_ABOUT THIS TASK_
According to the abstract on the LIGO+Virgo binary inspiral search, what would a joint detection of gravitational-wave and electromagnetic signals provide?

Abadie, J., Abbott, B. P., Abbott, R., Abbott, T. D., Abernathy, M., Accadia, T., et al. (2012). First Low-Latency LIGO+Virgo Search for Binary Inspirals and their Electromagnetic Counterparts. Astronomy and Astrophysics, 541: A155. doi:10.1051/0004-6361/201218860.


Zitierlink: https://hdl.handle.net/11858/00-001M-0000-000E-B1DA-8
Zusammenfassung
Aims. The detection and measurement of gravitational-waves from coalescing
neutron-star binary systems is an important science goal for ground-based
gravitational-wave detectors. In addition to emitting gravitational-waves at
frequencies that span the most sensitive bands of the LIGO and Virgo detectors,
these sources are also amongst the most likely to produce an electromagnetic
counterpart to the gravitational-wave emission. A joint detection of the
gravitational-wave and electromagnetic signals would provide a powerful new
probe for astronomy.

_PROVIDED INFORMATION_
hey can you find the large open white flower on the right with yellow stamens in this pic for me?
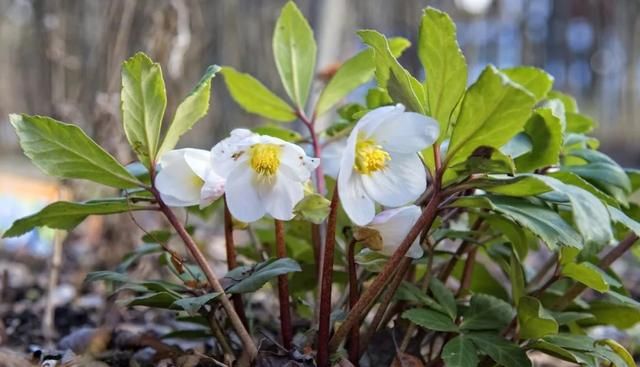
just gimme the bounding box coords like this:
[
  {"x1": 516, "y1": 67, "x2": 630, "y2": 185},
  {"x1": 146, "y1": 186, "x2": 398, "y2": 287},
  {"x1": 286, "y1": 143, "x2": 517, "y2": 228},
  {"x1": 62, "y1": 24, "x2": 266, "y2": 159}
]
[{"x1": 338, "y1": 104, "x2": 439, "y2": 226}]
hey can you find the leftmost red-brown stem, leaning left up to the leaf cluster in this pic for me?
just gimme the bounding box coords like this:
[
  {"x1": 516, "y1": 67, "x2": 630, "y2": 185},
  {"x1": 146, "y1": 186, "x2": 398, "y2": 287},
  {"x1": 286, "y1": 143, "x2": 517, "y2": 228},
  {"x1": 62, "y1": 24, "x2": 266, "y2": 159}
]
[{"x1": 151, "y1": 188, "x2": 258, "y2": 360}]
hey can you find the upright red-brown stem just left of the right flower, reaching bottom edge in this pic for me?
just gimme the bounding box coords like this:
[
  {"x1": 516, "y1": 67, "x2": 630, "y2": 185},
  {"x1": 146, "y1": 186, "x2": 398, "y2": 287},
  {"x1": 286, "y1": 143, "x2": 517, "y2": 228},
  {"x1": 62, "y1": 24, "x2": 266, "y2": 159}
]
[{"x1": 317, "y1": 187, "x2": 340, "y2": 367}]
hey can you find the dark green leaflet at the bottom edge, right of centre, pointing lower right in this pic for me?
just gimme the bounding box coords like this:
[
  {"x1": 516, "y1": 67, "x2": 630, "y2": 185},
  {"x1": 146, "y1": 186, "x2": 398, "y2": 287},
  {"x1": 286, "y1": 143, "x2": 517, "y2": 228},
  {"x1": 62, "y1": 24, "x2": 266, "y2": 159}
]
[{"x1": 467, "y1": 333, "x2": 531, "y2": 367}]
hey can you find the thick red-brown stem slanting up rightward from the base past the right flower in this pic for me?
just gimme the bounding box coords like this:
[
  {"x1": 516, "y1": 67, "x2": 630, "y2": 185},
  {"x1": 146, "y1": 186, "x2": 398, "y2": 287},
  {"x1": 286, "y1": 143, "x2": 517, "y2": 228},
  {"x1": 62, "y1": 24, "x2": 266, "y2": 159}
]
[{"x1": 329, "y1": 190, "x2": 442, "y2": 351}]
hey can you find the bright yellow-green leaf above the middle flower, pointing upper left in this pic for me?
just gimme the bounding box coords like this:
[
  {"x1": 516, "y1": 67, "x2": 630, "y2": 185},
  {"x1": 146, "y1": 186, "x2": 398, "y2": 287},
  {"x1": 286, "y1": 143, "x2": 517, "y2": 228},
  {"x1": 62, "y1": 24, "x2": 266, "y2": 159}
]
[{"x1": 221, "y1": 66, "x2": 296, "y2": 122}]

_SOLUTION_
A powerful new probe for astronomy.